Can you output the records from the line with "like x=517, y=203." to the line with "x=241, y=71" as a two-column CSV with the headers label_text and points, one row per record? Put each record's text and its answer in one quoted field each, with line breaks turned into spaces.

==== DATA ROWS

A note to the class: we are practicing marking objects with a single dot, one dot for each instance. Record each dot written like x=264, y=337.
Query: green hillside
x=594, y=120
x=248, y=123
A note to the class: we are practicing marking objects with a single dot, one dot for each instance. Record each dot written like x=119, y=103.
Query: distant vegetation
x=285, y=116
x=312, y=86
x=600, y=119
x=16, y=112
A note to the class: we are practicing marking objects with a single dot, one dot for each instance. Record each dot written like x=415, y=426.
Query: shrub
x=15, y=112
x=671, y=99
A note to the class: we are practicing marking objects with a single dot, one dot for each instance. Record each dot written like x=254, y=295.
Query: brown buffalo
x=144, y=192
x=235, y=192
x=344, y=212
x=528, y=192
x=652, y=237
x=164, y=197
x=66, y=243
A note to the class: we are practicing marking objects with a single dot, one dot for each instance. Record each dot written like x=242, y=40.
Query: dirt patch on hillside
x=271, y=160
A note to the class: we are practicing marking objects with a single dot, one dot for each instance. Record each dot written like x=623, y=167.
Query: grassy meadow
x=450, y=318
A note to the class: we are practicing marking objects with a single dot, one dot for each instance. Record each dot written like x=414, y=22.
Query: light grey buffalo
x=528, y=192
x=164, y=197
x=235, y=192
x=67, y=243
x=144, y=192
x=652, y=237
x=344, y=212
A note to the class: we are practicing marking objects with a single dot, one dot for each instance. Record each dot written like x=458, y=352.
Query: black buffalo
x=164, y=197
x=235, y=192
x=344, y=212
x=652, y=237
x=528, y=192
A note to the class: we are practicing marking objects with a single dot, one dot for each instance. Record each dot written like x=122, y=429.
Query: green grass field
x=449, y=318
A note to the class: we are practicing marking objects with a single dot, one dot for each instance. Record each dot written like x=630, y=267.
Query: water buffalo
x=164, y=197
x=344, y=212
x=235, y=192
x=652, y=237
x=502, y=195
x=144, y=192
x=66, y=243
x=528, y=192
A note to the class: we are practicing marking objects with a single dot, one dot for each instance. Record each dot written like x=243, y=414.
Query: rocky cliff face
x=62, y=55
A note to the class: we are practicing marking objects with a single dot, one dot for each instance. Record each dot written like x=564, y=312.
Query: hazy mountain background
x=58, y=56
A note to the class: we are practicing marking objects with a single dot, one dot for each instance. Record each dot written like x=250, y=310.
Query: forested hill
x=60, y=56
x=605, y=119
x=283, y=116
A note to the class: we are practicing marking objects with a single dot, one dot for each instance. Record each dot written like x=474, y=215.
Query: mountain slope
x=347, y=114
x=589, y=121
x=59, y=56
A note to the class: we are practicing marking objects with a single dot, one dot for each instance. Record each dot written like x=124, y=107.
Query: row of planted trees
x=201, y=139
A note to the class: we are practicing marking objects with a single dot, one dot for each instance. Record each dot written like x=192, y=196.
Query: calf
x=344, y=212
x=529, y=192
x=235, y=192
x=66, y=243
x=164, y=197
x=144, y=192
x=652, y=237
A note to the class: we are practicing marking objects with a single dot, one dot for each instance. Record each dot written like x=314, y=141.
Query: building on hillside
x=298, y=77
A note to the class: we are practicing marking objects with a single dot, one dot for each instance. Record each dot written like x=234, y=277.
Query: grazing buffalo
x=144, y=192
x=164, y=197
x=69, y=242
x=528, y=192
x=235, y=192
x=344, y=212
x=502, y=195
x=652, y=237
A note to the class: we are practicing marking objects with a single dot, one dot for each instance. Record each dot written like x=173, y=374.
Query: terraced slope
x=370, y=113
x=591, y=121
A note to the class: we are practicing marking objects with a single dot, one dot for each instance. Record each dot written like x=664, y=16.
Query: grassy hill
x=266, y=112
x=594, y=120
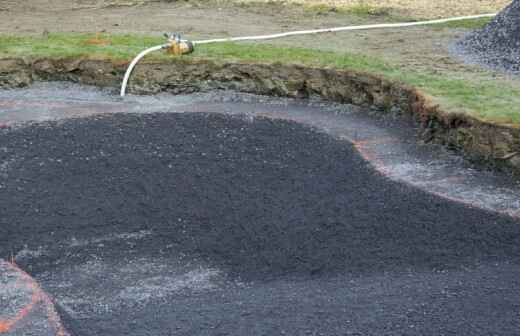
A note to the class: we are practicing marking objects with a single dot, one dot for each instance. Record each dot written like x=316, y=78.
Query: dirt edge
x=492, y=145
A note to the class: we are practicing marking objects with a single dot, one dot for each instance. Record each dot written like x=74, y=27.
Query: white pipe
x=348, y=28
x=133, y=64
x=301, y=32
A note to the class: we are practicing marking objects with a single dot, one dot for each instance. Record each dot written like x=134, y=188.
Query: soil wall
x=493, y=145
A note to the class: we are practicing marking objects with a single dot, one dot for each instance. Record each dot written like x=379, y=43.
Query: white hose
x=304, y=32
x=133, y=64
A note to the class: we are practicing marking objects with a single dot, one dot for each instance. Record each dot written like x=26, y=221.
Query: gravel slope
x=497, y=45
x=244, y=226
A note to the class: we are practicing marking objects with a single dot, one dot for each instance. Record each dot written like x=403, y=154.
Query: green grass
x=484, y=97
x=465, y=24
x=367, y=10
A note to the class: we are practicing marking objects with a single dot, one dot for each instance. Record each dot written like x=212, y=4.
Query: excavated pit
x=237, y=214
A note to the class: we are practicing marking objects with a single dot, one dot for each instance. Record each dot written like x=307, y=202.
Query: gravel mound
x=497, y=45
x=255, y=198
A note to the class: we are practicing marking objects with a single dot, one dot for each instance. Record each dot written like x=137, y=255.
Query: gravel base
x=284, y=217
x=497, y=45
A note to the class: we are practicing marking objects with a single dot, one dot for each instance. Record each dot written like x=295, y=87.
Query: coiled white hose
x=302, y=32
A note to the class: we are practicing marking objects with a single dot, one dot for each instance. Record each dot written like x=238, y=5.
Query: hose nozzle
x=176, y=45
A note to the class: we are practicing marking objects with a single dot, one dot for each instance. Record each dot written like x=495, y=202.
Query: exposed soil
x=270, y=211
x=417, y=48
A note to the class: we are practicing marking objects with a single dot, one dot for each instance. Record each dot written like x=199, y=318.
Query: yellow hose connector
x=178, y=46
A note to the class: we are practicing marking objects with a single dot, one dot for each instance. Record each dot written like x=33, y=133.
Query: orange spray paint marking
x=38, y=296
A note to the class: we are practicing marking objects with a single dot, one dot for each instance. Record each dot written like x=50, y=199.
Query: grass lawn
x=486, y=97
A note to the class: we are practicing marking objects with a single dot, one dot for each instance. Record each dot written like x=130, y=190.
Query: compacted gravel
x=497, y=45
x=292, y=231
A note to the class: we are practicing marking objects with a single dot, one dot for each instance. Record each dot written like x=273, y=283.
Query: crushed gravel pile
x=497, y=45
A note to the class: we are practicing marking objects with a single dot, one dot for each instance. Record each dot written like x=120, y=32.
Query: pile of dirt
x=497, y=45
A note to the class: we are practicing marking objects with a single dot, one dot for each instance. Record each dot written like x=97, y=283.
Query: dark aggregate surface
x=497, y=45
x=268, y=227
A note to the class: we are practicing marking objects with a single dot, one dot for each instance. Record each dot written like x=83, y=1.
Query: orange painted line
x=382, y=169
x=38, y=296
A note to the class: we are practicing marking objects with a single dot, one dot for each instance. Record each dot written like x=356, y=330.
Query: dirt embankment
x=490, y=144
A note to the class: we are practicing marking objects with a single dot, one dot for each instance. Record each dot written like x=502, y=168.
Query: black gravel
x=262, y=200
x=497, y=45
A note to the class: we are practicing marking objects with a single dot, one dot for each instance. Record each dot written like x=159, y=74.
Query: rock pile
x=497, y=45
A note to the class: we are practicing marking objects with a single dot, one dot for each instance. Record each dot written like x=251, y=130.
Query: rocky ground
x=204, y=223
x=498, y=44
x=416, y=48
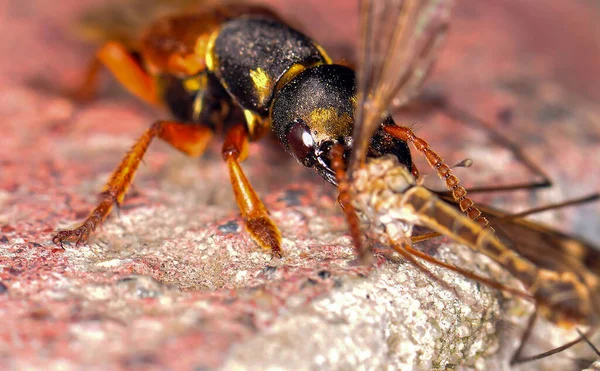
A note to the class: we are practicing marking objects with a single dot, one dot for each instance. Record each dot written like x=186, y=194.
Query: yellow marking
x=327, y=122
x=212, y=61
x=323, y=53
x=262, y=83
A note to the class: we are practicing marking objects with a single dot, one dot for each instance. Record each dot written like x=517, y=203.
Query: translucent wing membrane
x=124, y=21
x=397, y=45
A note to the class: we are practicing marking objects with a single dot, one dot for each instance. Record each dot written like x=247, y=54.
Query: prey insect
x=559, y=272
x=241, y=71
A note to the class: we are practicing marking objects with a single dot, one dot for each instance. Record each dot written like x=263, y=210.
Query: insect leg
x=345, y=199
x=437, y=163
x=126, y=69
x=189, y=139
x=578, y=201
x=256, y=216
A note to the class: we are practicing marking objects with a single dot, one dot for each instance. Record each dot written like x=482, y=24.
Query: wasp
x=560, y=272
x=241, y=72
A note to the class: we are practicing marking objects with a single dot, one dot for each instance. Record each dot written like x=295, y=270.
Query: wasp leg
x=474, y=276
x=459, y=193
x=126, y=69
x=256, y=216
x=189, y=139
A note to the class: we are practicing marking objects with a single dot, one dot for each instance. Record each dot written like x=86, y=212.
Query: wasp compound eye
x=301, y=143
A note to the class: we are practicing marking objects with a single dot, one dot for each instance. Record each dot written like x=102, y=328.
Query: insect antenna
x=345, y=200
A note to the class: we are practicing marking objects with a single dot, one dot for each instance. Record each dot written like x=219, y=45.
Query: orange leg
x=256, y=216
x=459, y=193
x=189, y=139
x=127, y=70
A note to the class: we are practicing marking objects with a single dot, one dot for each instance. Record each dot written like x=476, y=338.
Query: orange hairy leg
x=127, y=70
x=459, y=193
x=188, y=138
x=345, y=199
x=256, y=216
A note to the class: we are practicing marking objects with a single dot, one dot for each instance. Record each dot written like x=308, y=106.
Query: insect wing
x=397, y=46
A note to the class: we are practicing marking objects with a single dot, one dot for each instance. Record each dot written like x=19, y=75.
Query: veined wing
x=397, y=46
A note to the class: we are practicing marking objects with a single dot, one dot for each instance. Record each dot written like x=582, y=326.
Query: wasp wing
x=397, y=46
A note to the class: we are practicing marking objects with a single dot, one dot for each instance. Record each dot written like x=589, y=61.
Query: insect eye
x=301, y=142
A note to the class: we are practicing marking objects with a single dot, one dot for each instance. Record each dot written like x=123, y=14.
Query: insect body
x=240, y=72
x=387, y=194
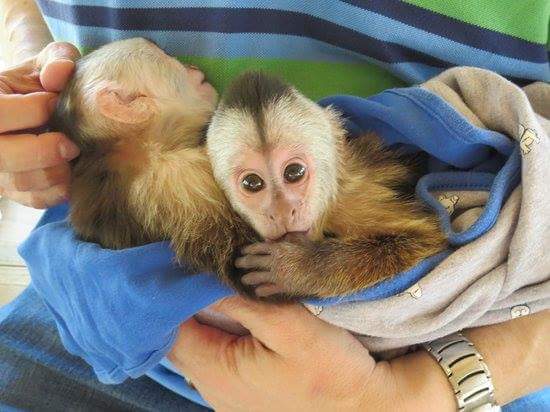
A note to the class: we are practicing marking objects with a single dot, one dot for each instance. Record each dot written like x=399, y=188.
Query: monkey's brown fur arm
x=333, y=267
x=377, y=234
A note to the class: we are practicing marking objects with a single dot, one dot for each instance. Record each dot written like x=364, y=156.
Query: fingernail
x=52, y=104
x=68, y=150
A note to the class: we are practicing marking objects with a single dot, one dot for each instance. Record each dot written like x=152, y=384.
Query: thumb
x=197, y=346
x=56, y=63
x=281, y=327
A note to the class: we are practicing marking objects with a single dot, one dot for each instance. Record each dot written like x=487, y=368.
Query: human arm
x=33, y=171
x=271, y=369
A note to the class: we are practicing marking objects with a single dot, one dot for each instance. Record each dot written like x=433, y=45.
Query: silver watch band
x=466, y=371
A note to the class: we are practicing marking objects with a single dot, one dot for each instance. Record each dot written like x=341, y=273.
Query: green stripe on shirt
x=526, y=19
x=315, y=79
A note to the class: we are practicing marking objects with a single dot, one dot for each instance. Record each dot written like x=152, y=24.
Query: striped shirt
x=323, y=46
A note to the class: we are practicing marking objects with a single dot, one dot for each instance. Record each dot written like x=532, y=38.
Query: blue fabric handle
x=119, y=310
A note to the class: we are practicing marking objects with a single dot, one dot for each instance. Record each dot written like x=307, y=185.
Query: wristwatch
x=468, y=374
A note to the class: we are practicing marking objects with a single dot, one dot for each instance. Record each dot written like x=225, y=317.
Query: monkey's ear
x=124, y=107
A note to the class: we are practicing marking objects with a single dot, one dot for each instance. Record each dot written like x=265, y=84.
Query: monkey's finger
x=257, y=249
x=257, y=278
x=33, y=180
x=25, y=111
x=23, y=152
x=56, y=64
x=41, y=199
x=253, y=262
x=269, y=289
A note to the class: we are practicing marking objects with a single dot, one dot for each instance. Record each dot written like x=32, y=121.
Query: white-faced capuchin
x=139, y=117
x=329, y=209
x=144, y=175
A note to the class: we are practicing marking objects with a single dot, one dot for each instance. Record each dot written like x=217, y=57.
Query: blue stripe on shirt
x=299, y=24
x=380, y=15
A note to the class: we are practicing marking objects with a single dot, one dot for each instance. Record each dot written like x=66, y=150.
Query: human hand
x=34, y=169
x=291, y=361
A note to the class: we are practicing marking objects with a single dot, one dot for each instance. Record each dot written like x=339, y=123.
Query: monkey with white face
x=143, y=175
x=329, y=210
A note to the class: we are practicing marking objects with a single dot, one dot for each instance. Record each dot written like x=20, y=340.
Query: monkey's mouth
x=298, y=234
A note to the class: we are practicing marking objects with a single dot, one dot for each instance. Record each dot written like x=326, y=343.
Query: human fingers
x=40, y=199
x=56, y=63
x=281, y=327
x=24, y=152
x=25, y=111
x=34, y=180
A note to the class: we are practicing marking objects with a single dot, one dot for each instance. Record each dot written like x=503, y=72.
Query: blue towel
x=119, y=310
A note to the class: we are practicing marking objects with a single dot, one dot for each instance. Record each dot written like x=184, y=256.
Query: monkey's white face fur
x=133, y=85
x=281, y=175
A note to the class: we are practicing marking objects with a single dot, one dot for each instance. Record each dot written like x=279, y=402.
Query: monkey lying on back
x=138, y=117
x=143, y=175
x=329, y=209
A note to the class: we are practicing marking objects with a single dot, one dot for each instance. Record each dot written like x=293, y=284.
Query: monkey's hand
x=269, y=268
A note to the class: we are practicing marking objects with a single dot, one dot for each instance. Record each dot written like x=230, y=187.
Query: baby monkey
x=138, y=117
x=328, y=208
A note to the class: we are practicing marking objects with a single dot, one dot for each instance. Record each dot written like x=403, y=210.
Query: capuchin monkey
x=329, y=209
x=139, y=117
x=331, y=220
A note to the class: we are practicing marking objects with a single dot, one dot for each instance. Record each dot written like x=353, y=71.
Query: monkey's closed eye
x=252, y=183
x=294, y=172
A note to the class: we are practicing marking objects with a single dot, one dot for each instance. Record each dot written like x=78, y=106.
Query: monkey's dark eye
x=294, y=172
x=252, y=183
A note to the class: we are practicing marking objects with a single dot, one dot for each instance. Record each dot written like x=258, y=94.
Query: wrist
x=421, y=384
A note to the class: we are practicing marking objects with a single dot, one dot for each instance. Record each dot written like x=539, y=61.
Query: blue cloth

========

> WRITTEN ANSWER
label_text,points
"A note to the class: we are practicing marking objects with a single dot, one dot for each instance. Record each dot written like x=517, y=203. Query: translucent wing membrane","x=124, y=21 x=397, y=45"
"A note to the class: we are practicing marking objects with a single dot, one dot for each instance. Record each dot written like x=247, y=54. Query: prey insect","x=559, y=272 x=241, y=71"